> **Problem description**
Reproduce the data below verbatim, line for line, without altering any character.

> **Exercise material**
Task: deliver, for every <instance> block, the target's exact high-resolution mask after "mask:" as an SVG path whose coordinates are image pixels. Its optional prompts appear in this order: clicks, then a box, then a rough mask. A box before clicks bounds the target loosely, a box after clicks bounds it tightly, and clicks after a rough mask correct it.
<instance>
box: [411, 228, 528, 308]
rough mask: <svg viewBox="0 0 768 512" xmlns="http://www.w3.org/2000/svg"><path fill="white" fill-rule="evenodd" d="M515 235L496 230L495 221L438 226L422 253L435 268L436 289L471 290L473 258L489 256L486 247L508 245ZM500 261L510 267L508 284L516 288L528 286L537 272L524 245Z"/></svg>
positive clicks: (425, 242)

> **Expected output**
Task: deliver, for every <instance> block, the target's exact high-resolution mask after "mask:" as an SVG path whose coordinates are image pixels. Its optional prompts appear in this order: clicks, then a box, then a rough mask. A box before clicks bounds the target loosely, a box after clicks bounds it tightly, and clicks after a rough mask correct it.
<instance>
box: [411, 228, 528, 308]
rough mask: <svg viewBox="0 0 768 512" xmlns="http://www.w3.org/2000/svg"><path fill="white" fill-rule="evenodd" d="M515 235L496 230L495 221L438 226L422 253L435 268L436 289L471 290L473 258L489 256L486 247L508 245ZM500 261L510 267L508 284L516 288L528 286L537 272L524 245Z"/></svg>
positive clicks: (425, 242)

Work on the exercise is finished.